■ **SOURCE**:

2.2. Governing Equations

There are two CFD methods for high-resolution numerical simulation of turbulence: Large eddy simulation (LES) and Reynolds average Navier–Stokes (RANS). The RANS simulation adopts mean flow equations to determine averaged solutions to the Navier–Stokes equations, which can be approximated using computational techniques [42]. Although LES could better capture the fluctuation of the flow field in comparison to RANS, it is computationally more expensive [42]. In fact the RANS method is sufficient for most high-resolution numerical simulations of turbulence, because it can supply adequate information about the turbulent process [43]. In our study, a standard k–ε model in RANS was used to enhance the calculation speed and the reliability of the simulation, due to our requirement to consider a large scale region for our simulation. The governing Equations (1)–(5) are as follows.

$$\frac{\partial U_i}{\partial x_i}=0$$

(1)

$$\frac{\partial U_i}{\partial t}+\frac{\partial \left(U_i{U}_j\right)}{\partial x_j}=-\frac{1}{\rho }\frac{\partial P}{\partial x_i}+\frac{\partial }{\partial x_j}\left(\nu \frac{\partial U_i}{\partial x_j}-\overline{u_i^{\prime }{u}_j^{\prime }}\right)+g\left[1-\beta (\overline{T}-T_0)\right]$$

(2)

$$\frac{\partial k}{\partial t}+\frac{\partial \left(U_{j}k\right)}{\partial x_j}=\frac{\partial }{\partial x_j}\left[\left(\nu +\frac{{\nu }_T}{{\sigma }_k}\right)\frac{\partial k}{\partial x_j}\right]+{\nu }_T\left(\frac{\partial U_i}{\partial x_j}+\frac{\partial U_j}{\partial x_i}\right)\frac{\partial U_i}{\partial x_j}-\epsilon$$

(3)

$$\frac{\partial \epsilon }{\partial t}+\frac{\partial \left(U_j\epsilon \right)}{\partial x_j}=\frac{\partial }{\partial x_j}\left[\left(\nu +\frac{{\nu }_T}{{\sigma }_k}\right)\frac{\partial \epsilon }{\partial x_j}\right]+C_{\epsilon 1}\frac{\epsilon }{k}{\nu }_T\left(\frac{\partial U_i}{\partial x_j}+\frac{\partial U_j}{\partial x_i}\right)\frac{\partial U_i}{\partial x_j}-C_{\epsilon 2}\frac{{\epsilon }^2}{k}$$

(4)

$$P=\rho RT$$

(5)

Equations (1) and (2) are continuity and momentum equations, respectively. Here, U_i and $u_i^{\prime }$ are the mean and fluctuating velocity in the x_i-direction; ρ is the fluid density; ν is the kinematic viscosity; β is the thermal expansion coefficient; g is gravitational acceleration; T_c is the fluid temperature and T₀ is the buoyancy reference temperature. P is the mean pressure.

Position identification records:
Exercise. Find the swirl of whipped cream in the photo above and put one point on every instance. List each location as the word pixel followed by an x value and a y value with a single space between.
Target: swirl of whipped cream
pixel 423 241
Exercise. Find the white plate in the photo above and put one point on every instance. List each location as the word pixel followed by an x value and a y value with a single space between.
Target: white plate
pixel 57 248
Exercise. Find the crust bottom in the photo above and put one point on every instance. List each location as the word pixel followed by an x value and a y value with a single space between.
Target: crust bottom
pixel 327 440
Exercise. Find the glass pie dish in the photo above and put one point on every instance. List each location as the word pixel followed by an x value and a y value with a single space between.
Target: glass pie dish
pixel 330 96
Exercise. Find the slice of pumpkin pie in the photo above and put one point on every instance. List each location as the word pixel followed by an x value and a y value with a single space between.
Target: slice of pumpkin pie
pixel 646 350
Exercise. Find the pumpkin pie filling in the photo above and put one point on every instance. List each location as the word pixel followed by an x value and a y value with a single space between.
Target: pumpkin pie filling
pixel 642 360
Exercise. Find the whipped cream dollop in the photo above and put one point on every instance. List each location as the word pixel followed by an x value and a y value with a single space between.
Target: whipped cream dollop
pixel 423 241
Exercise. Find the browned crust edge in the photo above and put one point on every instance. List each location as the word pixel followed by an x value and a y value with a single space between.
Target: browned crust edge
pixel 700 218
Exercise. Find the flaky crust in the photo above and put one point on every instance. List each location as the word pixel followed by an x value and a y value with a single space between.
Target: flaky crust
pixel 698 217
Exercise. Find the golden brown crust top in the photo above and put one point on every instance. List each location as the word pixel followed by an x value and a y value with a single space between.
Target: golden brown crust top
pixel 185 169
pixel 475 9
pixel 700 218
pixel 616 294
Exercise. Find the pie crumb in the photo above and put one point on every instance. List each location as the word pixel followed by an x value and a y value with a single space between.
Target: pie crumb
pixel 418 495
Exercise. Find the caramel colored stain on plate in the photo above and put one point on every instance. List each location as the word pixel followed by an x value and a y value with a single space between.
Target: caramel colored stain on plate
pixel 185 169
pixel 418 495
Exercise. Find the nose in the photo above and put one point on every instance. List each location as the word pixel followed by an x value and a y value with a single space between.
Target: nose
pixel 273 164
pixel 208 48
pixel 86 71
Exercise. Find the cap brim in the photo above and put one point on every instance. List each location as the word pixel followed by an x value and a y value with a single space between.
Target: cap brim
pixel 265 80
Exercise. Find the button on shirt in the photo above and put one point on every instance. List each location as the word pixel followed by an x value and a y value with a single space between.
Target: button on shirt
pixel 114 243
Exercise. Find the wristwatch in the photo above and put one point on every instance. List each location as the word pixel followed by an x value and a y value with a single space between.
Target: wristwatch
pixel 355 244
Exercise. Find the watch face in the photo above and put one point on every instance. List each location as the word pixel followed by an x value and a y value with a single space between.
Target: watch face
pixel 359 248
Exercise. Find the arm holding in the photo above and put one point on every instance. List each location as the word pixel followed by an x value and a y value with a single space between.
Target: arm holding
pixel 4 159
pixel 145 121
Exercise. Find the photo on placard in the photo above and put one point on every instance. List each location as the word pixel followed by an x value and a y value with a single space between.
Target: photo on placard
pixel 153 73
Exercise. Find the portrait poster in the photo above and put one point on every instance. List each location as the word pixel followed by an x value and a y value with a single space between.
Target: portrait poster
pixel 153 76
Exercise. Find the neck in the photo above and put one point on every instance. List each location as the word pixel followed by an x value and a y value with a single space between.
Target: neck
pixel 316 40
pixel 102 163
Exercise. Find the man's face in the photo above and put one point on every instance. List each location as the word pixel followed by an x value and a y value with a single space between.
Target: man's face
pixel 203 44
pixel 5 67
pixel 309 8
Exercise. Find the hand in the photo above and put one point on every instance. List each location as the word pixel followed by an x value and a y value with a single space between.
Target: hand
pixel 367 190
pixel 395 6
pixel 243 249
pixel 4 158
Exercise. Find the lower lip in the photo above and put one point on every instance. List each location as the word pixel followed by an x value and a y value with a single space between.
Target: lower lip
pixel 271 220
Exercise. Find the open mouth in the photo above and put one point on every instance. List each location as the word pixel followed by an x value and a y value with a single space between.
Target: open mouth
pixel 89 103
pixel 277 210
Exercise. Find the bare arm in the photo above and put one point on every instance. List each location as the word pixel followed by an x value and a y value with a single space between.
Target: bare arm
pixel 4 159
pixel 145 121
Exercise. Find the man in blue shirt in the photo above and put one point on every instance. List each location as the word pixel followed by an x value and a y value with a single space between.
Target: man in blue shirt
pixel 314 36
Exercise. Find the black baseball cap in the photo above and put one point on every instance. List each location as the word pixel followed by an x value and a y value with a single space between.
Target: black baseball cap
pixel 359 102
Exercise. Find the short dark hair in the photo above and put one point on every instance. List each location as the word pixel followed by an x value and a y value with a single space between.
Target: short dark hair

■ **WHAT TO WORK ON**: Carry on the governing-equations text from its final sentence onward.

■ **EXERCISE OUTPUT**:
Equations (3) and (4) are the transport equations for the turbulent kinetic energy k and the turbulence dissipation rate ε. Equation (5) is the equation of state. R is the gas constant, 287.06 J kg⁻¹ K⁻¹. The turbulent diffusion of k and ε in Equations (3) and (4), respectively, are represented using a gradient diffusion hypothesis with the Prandtl numbers σ_k and σ_k to connect the eddy diffusivities of k and ε to the eddy viscosity ν_T.

The Boussinesq type of eddy viscosity approximation of Equation (6) was applied as a turbulence closure model, which assumes a linear relationship between turbulent stresses and mean velocity gradients [44]:

$$-\overline{u_i^{\prime }{u}_j^{\prime }}={\nu }_T\left(\frac{\partial U_i}{\partial x_j}+\frac{\partial U_j}{\partial x_i}\right)-\frac{2}{3}k{\delta }_{ij}$$

(6)

where δ_ij is the Kronecker delta.

The kinematic energy k is defined by Equation (7), as,

$$k=\frac{1}{2}\overline{u_i^{\prime }{u}_j^{\prime }}$$

(7)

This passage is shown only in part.